- _SHORT PROBLEM_
Copy the following lines from the listing precisely, starting at the line that contains "Exercise. Point out the ceiling" and ending after the line that contains "<point>545,260</point>". Reproduce only those lines.

[Coordinate labeling data]
******

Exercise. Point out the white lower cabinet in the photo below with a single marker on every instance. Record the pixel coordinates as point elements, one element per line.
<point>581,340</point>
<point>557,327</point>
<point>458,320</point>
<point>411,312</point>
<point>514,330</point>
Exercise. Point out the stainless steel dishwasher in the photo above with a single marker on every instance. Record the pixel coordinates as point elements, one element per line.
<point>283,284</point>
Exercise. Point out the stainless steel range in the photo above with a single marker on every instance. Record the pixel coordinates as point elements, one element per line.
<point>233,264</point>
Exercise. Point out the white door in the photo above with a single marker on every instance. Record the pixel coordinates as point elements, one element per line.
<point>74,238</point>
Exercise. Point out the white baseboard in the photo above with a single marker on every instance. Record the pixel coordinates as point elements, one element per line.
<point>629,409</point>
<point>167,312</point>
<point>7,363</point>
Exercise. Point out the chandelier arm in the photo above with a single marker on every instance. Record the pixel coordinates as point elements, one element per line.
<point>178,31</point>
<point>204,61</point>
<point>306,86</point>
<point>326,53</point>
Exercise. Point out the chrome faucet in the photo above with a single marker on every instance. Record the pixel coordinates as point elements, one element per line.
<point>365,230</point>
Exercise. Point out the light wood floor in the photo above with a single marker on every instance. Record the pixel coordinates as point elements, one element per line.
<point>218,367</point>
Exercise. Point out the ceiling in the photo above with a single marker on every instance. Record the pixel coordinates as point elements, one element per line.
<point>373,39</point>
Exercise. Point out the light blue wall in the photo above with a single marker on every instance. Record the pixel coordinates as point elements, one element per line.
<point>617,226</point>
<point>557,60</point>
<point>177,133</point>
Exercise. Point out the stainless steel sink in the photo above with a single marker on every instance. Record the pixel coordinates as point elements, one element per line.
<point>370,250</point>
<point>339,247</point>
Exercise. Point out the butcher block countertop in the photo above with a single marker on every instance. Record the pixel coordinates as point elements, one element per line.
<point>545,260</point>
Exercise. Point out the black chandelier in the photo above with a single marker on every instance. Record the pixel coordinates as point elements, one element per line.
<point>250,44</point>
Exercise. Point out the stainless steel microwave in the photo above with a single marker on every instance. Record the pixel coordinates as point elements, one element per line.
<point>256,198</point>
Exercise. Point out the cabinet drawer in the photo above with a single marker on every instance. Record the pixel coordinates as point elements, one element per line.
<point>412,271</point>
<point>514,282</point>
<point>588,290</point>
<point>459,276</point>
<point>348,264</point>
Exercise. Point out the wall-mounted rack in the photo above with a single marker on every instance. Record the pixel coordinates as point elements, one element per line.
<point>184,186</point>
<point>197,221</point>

******

- _SOLUTION FOR THIS TASK_
Exercise. Point out the ceiling in the photo above with a single marker on every instance. Record the pixel coordinates as point elements, one element per line.
<point>373,39</point>
Exercise. Point out the light blue wall in the photo above with a single marker on every instance. Record the pixel coordinates as point elements, one element per line.
<point>617,226</point>
<point>557,60</point>
<point>177,133</point>
Exercise. Point out the stainless steel sink in the photo above with a single marker on every instance. Record the pixel coordinates as point elements, one element per line.
<point>370,250</point>
<point>339,247</point>
Exercise. Point out the butcher block countertop in the photo above with a single marker on every instance. Record the pixel coordinates as point elements, one element per line.
<point>545,260</point>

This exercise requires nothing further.